■ Bacaan yang Diberikan:
★ ★ ★ ★ ★
BANTEN – Gubernur Jawa Barat, Dedi Mulyadi, memberikan apresiasi kepada Kejaksaan Agung Republik Indonesia atas pengungkapan kasus dugaan korupsi pemberian kredit tanpa analisis dan jaminan memadai yang menyebabkan kerugian besar bagi Bank Pembangunan Daerah Jawa Barat dan Banten (BJB) serta sejumlah bank lainnya. Melalui unggahan di akun media sosialnya pada Kamis (22/05/2025), Dedi menyatakan,
“Terima kasih Pak Jaksa Agung dan jajaran Jampidsus, yang telah mengungkap sebuah peristiwa yang sangat penting.”
Menurut Dedi, pengungkapan kasus tersebut sangat menyayat hati. Di tengah sulitnya masyarakat memperoleh kredit karena banyaknya persyaratan, justru ada korporasi yang mendapatkan fasilitas kredit besar tanpa jaminan dan tanpa analisis kelayakan yang memadai.
“Kegiatan ini sangat menyayat hati kita di saat kita kadang mengalami kesulitan untuk mendapat kredit dengan kerumitan perlengkapan dan kelengkapan luar biasa, ternyata masih ada kredit digelontorkan kepada korporasi tanpa jaminan dan kelayakan kredit yang memadai. Jumlahnya ratusan miliar. Tentunya ini sangat merugikan keuangan perbankan yang menjadi kebanggaan rakyat Jawa Barat,” jelas Dedi.
★ ★ ★ ★ ★
■ Data:

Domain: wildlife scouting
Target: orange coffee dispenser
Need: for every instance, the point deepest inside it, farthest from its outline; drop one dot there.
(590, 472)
★ ★ ★ ★ ★
■ Soal Latihan: Salin bagian artikel tentang kasus kredit BJB, mulai dari "BANTEN – Gubernur" dan berakhir pada "kelayakan yang memadai.", tanpa mengubah satu kata pun.

■ Hasil Latihan:
BANTEN – Gubernur Jawa Barat, Dedi Mulyadi, memberikan apresiasi kepada Kejaksaan Agung Republik Indonesia atas pengungkapan kasus dugaan korupsi pemberian kredit tanpa analisis dan jaminan memadai yang menyebabkan kerugian besar bagi Bank Pembangunan Daerah Jawa Barat dan Banten (BJB) serta sejumlah bank lainnya. Melalui unggahan di akun media sosialnya pada Kamis (22/05/2025), Dedi menyatakan,
“Terima kasih Pak Jaksa Agung dan jajaran Jampidsus, yang telah mengungkap sebuah peristiwa yang sangat penting.”
Menurut Dedi, pengungkapan kasus tersebut sangat menyayat hati. Di tengah sulitnya masyarakat memperoleh kredit karena banyaknya persyaratan, justru ada korporasi yang mendapatkan fasilitas kredit besar tanpa jaminan dan tanpa analisis kelayakan yang memadai.